-- DIRECTIONS --
a – Summarize the passage on the shift from instrumental variables to randomized trials in two sentences.
b – Pick up the passage on the shift from instrumental variables to randomized trials after its final sentence and carry it forward.

In recent years, the dominant econometric method has been instrumental variables; there is much to the jibe that students no longer look for a thesis topic, but for an instrument. As instruments have become ever more baroque, and their justifications ever more strained, and in the face of deeply serious critiques, particularly by Jim Heckman, the popularity of the method seems finally to be on the wane. In its place, there is a fast growing effort to replace econometric methodology, which can be thought of as a set of ex post fixes for non-experimental data, with real experiments, which require no such fix, and whose results are thereby transparent and convincing. There is lively work in laboratory and field experiments, often to test theoretical propositions, fed and encouraged by the growing collaboration between economics and psychology. But nothing has expanded so rapidly as the Poverty Action Lab at MIT, now the Abdul Latif Jamil Poverty Action Lab (J-PAL), founded in 2003 by Esther Duflo, Abhijit Banerjee, and Sendhil Mullainathan (now at Harvard.)  Born of a frustration with the inherent unreliability of econometric work, as well as by a perceived failure of the World Bank and other development agencies to seriously evaluate their project work, J-PAL runs an extensive program of randomized controlled trials (RCTs) to evaluate social programs of many kinds, focusing mostly on health and education in poor countries, but with an eclectic overall portfolio of topics. J-PAL has got off to a flying start. It has projects in a dozen or so countries, this year it had vacancies for more than two dozen senior and junior people, and it is currently advertising a five-day course that teaches how to undertake social RCTs, at a cost of $3,950 a head. And the use of RCTs among graduate students and young assistant professors is expanding like wildfire; one Princeton student even persuaded a Mexican city to pave a random selection of its streets.

Saved data entries
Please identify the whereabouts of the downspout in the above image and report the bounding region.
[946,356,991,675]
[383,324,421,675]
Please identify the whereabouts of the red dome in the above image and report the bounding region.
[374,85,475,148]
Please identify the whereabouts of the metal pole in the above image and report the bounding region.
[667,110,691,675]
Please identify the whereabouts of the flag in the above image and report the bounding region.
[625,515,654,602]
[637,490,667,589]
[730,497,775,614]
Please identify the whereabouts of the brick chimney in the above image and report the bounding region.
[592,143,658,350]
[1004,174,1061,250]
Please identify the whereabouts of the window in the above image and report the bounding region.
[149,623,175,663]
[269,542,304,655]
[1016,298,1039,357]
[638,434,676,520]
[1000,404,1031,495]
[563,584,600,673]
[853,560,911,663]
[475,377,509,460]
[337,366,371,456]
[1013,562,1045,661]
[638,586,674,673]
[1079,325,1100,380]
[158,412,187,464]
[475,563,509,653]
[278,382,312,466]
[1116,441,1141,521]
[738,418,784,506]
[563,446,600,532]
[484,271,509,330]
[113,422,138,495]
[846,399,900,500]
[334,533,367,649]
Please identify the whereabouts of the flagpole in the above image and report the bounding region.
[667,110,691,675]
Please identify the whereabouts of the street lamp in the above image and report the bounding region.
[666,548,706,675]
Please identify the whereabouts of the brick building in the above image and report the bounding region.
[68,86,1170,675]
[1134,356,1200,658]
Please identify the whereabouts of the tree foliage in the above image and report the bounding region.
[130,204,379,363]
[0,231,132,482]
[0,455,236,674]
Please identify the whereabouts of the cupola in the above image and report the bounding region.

-- RESPONSES TO THE EXERCISE --
a – Instrumental variables, long the dominant econometric method, appear to be losing popularity amid strained justifications and serious critiques, and a fast-growing effort seeks to replace econometric fixes with real experiments. Leading this shift is J-PAL, founded at MIT in 2003, which runs an extensive program of randomized controlled trials evaluating social programs in poor countries, while RCTs spread rapidly among graduate students and young assistant professors.

b –
The movement is not modest in its claims, and it has attracted a good deal of acclaim from outside the profession. Banerjee has argued that the World Bank should cease to fund any activity (including presumably macro policy advice) that has not been previously subject to evaluation by an appropriate RCT. Among other plaudits in the press, The Lancet, noted that “The World Bank is finally embracing science” (if only The Lancet would do the same in its treatment of economic issues!) and praised J-PAL for its role in pressing the Bank in that direction. There is much to be excited about in this program. J-PAL and other experimental researchers have come up with several surprising results that upset previous beliefs. And by replicating similar experiments in different settings they are beginning to create an impressive and valuable body of evidence. As might be expected in the first flush of enthusiasm, there has to date been less attention to some of the problems that have bedeviled RCTs in medicine, such as their limited value to physicians in practice, nor to the extent to which RCTs really do solve the standard problems of econometric analysis. (Indeed, many RCT papers subject their experimental results to various econometric corrections and analyses.) And the jury is still out on whether RCTs are any better than large data sets as substitutes for theory.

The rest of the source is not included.